Extract every line in the entries below that contains the word "sleeve", treating uppercase and lowercase as different.

--- Begin PROVIDED DATA ---

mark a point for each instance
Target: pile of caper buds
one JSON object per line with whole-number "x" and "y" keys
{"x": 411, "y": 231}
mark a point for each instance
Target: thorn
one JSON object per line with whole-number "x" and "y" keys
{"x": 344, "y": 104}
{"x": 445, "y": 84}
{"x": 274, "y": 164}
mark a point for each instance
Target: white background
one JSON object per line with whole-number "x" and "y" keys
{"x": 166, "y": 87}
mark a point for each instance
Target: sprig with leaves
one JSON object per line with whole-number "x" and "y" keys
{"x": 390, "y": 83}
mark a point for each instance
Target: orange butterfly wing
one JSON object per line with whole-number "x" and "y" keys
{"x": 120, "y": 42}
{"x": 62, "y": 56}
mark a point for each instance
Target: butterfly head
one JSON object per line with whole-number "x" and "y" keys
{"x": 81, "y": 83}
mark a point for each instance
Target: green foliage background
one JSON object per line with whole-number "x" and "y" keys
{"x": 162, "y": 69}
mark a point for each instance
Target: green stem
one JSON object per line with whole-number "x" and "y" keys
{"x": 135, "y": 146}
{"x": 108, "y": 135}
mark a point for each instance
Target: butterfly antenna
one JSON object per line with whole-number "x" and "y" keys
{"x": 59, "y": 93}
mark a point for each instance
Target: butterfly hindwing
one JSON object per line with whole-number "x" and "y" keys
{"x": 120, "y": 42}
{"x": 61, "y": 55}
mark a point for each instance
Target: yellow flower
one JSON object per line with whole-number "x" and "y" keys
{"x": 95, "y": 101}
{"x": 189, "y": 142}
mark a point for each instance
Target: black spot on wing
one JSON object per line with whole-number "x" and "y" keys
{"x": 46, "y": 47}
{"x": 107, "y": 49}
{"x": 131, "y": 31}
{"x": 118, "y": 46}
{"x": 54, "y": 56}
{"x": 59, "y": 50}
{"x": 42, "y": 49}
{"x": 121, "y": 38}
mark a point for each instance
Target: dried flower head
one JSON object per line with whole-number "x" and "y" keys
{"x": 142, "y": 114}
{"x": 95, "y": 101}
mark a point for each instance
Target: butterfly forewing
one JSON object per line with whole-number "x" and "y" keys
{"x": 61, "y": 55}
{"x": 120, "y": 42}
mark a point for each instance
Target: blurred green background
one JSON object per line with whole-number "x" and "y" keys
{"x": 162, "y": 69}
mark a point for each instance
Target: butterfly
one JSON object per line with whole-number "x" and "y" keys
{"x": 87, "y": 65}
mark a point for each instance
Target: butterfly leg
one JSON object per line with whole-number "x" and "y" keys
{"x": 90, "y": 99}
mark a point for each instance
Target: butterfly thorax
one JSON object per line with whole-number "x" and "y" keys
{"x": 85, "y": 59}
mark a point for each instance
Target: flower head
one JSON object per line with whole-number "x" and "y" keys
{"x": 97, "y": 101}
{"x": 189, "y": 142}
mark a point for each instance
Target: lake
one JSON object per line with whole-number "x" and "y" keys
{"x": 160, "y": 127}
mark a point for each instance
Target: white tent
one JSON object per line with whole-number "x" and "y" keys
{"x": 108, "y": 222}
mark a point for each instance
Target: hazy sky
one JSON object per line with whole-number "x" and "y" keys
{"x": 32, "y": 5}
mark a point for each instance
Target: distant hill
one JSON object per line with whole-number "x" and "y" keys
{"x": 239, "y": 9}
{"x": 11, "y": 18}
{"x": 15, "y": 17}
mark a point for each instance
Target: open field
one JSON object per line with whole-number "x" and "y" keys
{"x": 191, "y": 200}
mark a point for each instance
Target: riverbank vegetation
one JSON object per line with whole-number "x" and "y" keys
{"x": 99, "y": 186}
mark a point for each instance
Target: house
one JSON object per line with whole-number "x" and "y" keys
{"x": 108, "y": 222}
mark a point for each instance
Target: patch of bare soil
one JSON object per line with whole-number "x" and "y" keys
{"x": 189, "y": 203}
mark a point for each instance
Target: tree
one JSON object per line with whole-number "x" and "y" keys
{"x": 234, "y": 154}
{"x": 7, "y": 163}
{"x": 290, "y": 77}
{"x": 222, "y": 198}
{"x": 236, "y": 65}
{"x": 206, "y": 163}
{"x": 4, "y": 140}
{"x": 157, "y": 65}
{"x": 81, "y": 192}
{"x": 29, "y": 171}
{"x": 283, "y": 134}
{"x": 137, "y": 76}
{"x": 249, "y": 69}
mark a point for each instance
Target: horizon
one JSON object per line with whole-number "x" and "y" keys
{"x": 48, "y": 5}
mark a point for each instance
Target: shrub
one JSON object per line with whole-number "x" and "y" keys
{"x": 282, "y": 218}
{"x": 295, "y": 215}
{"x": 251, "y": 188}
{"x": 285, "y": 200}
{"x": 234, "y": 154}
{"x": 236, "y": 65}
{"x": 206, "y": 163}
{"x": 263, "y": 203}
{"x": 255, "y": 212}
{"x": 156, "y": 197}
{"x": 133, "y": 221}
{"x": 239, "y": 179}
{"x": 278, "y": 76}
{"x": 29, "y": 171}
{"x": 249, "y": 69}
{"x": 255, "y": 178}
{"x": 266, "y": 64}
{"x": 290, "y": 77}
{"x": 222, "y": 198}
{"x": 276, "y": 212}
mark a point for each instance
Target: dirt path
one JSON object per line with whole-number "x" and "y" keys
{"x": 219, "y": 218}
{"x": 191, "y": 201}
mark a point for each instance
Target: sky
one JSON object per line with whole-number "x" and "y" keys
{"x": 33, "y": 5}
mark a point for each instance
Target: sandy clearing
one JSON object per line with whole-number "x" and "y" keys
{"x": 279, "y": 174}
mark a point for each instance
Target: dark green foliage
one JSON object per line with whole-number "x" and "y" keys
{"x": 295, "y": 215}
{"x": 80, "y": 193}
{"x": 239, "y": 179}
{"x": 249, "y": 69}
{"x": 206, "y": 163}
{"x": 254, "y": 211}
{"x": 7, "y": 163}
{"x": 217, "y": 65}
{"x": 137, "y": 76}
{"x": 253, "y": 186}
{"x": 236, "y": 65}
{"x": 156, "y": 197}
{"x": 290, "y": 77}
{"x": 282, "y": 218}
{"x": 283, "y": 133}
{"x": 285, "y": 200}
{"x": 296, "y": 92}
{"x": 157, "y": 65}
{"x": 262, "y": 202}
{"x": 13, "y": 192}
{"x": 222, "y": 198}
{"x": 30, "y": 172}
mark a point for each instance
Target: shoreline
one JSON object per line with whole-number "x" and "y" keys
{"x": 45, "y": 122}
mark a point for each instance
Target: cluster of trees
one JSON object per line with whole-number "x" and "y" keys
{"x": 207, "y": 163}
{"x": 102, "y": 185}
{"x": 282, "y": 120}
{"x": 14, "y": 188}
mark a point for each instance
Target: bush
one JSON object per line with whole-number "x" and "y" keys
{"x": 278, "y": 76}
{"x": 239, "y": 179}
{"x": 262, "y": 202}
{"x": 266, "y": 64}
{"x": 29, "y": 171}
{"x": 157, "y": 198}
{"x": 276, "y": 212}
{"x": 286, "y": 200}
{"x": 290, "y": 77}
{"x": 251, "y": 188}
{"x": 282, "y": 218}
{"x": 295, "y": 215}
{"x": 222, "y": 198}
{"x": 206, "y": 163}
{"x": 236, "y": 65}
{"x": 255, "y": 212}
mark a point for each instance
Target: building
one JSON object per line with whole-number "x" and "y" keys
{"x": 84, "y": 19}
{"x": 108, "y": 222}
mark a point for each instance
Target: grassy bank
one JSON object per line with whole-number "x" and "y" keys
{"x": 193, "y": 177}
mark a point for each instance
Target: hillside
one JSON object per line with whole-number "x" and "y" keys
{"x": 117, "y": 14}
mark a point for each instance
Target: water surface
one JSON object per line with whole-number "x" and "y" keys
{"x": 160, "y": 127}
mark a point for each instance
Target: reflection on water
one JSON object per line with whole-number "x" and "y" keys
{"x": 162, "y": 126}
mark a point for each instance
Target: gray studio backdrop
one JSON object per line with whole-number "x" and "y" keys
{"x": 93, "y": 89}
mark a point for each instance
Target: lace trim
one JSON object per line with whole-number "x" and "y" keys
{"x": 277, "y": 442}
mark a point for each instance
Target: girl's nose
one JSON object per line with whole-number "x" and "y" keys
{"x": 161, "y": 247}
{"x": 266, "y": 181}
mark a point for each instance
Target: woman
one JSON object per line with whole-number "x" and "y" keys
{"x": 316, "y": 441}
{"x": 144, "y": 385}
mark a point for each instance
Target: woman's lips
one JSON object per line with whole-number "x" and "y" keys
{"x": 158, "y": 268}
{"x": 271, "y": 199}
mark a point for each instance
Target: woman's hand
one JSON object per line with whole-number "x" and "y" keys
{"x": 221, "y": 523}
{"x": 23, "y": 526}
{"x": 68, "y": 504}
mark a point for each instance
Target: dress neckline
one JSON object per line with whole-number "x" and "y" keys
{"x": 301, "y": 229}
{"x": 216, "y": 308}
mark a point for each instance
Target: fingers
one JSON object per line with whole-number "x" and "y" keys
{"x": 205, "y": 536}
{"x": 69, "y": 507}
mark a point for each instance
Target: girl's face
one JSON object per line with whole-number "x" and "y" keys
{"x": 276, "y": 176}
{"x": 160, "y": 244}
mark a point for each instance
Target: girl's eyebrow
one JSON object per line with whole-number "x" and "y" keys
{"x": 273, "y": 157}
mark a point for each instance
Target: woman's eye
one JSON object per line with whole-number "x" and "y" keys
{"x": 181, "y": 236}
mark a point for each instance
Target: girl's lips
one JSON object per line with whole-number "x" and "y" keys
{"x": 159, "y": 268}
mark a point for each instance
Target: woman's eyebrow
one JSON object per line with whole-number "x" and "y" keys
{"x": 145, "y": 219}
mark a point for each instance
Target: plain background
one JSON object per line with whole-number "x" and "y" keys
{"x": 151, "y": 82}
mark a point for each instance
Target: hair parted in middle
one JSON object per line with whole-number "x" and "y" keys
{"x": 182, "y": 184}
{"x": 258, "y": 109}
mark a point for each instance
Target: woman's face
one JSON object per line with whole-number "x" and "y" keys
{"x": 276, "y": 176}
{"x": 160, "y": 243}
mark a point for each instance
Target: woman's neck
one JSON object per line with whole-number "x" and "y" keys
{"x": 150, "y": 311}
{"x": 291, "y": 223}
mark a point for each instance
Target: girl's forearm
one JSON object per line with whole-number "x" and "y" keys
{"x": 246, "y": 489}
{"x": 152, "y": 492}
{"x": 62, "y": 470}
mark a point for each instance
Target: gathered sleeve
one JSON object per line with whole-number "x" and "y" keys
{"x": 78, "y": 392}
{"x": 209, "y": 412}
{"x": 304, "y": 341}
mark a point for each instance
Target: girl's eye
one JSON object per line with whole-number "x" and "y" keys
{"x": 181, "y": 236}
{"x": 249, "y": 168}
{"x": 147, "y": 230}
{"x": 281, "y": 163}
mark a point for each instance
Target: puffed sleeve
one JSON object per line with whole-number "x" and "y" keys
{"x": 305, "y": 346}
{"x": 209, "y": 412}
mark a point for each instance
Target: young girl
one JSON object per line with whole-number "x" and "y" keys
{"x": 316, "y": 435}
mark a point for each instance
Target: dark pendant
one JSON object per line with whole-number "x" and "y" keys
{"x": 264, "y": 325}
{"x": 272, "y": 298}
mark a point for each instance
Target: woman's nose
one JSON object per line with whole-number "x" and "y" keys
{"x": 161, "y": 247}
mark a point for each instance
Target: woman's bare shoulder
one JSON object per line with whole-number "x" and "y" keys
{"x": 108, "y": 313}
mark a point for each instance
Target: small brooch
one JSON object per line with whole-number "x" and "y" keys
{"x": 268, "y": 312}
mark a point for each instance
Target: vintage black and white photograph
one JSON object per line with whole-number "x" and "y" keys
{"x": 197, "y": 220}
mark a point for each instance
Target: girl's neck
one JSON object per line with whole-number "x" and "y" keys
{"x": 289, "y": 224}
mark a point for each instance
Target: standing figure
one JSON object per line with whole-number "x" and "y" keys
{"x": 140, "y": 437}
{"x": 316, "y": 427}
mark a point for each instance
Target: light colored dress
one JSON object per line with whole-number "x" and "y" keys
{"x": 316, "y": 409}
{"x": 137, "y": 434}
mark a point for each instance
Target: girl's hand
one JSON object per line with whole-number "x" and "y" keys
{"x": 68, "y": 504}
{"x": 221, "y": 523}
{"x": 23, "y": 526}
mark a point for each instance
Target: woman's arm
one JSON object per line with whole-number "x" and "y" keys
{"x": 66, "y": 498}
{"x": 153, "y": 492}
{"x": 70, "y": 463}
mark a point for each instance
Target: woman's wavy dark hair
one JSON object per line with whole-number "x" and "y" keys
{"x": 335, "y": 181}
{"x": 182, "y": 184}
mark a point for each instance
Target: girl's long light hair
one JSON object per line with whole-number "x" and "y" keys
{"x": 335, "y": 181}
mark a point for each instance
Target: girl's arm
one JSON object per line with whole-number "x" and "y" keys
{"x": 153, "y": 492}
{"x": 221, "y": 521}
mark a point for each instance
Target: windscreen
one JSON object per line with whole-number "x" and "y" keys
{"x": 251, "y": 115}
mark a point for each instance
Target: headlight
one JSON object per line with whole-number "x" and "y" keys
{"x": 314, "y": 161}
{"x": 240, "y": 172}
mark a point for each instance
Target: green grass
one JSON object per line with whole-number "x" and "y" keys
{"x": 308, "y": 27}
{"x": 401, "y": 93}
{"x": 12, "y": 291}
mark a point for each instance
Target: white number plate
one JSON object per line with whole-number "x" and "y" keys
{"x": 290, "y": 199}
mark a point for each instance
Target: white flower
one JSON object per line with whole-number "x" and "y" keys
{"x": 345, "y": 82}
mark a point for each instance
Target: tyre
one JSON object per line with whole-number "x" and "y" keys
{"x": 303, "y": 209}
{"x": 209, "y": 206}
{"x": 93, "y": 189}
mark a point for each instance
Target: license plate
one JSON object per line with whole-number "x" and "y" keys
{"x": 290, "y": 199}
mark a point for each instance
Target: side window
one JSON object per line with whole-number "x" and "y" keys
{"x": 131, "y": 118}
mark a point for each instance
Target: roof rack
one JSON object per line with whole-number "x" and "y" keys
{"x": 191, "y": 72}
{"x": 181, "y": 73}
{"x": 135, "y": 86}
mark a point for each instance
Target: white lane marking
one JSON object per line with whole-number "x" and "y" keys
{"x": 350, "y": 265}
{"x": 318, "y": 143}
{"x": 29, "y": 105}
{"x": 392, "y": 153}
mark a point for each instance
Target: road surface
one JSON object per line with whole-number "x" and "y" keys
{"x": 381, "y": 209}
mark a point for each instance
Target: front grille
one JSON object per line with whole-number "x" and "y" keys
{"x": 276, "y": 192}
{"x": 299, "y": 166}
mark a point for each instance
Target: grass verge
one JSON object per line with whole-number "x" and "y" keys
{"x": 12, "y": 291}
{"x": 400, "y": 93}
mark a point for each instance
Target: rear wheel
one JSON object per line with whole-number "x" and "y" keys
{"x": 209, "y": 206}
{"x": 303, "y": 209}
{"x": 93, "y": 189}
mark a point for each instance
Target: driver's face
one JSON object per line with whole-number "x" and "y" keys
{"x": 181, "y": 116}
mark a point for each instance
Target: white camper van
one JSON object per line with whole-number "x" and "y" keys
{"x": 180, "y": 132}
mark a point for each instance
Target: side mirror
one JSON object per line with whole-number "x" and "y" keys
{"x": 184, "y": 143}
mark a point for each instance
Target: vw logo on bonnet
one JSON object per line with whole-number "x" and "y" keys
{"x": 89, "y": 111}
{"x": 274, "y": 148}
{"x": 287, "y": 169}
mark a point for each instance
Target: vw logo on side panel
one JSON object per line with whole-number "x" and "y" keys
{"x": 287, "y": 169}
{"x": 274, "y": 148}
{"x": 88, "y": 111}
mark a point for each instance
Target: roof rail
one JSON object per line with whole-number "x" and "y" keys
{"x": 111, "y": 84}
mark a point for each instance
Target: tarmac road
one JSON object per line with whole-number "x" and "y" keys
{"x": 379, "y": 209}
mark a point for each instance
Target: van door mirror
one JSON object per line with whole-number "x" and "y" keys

--- End PROVIDED DATA ---

- _TASK RESPONSE_:
Target: gathered sleeve
Target: puffed sleeve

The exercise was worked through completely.